### [EXERCISE BRIEF]
Find each line in the listing below that contains the word "medal", and copy those lines.

Data records

★ ★ ★ ★

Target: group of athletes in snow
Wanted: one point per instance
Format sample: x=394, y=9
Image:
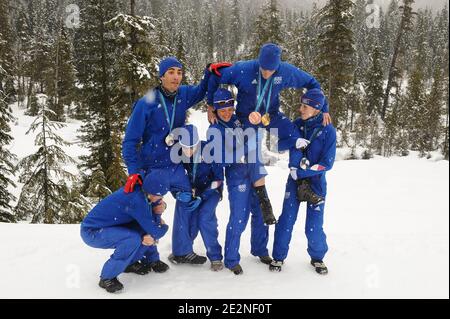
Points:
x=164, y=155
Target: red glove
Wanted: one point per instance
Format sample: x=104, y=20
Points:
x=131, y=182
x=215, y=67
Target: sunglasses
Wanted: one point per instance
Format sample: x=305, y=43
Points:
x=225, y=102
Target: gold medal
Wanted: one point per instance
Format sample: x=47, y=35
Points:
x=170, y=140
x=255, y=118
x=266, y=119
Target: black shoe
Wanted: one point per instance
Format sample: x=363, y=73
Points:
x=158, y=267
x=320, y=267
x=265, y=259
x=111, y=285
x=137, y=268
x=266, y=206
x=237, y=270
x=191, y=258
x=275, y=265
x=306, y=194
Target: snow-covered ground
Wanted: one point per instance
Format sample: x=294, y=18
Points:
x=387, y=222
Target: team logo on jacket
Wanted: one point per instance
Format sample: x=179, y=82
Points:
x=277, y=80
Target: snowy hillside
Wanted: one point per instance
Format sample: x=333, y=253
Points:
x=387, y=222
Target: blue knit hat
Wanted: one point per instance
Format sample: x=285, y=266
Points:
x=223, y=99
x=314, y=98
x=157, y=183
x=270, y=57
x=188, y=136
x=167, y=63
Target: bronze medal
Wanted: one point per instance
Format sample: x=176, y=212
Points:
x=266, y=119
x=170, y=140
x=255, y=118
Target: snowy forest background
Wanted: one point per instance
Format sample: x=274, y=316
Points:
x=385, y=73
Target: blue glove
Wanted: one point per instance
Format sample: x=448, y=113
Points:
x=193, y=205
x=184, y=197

★ ★ ★ ★

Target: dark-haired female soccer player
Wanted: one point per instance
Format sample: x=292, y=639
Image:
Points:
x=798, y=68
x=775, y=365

★ ★ ★ ★

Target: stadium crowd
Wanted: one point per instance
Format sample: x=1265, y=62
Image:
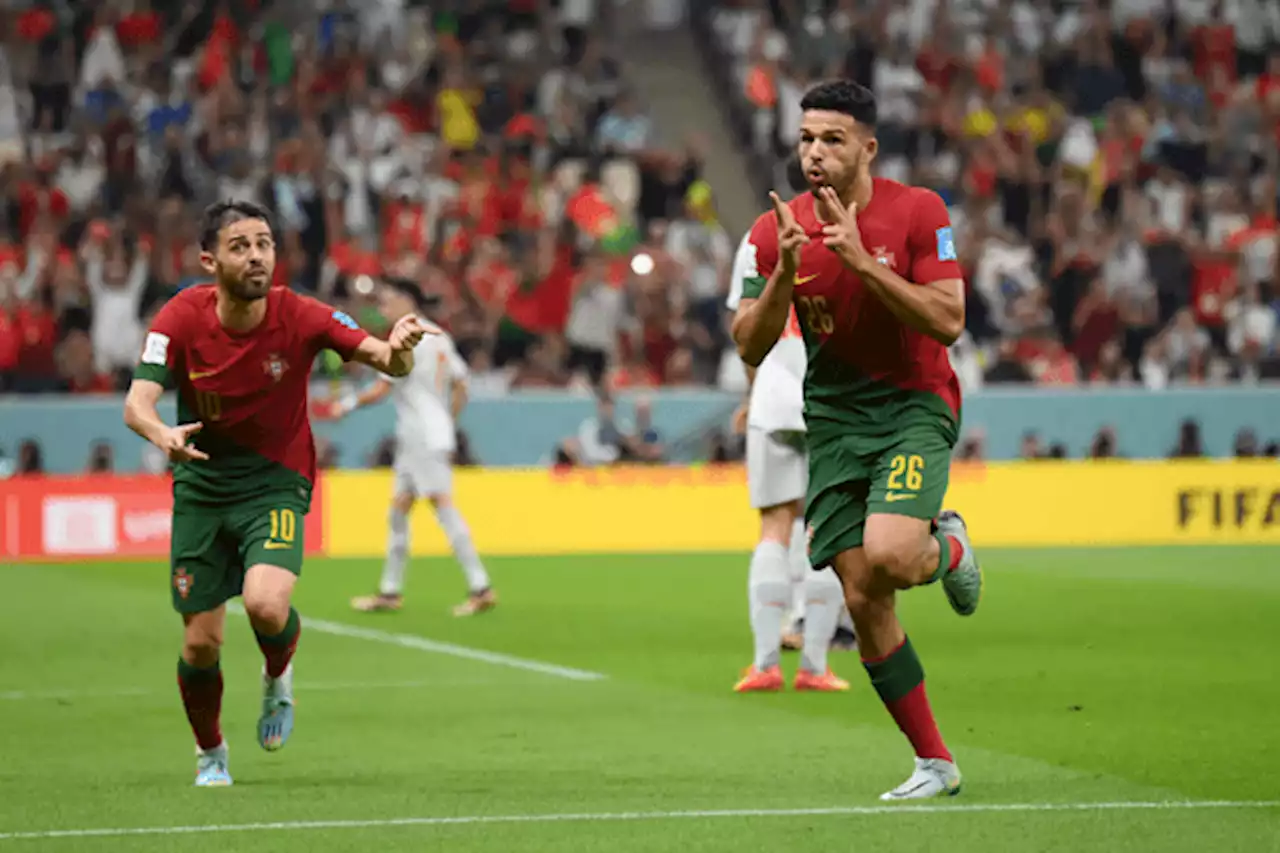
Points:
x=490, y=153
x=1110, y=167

★ ★ ★ ★

### [CORRECT ANSWER]
Target: gold medal
Target: bronze medal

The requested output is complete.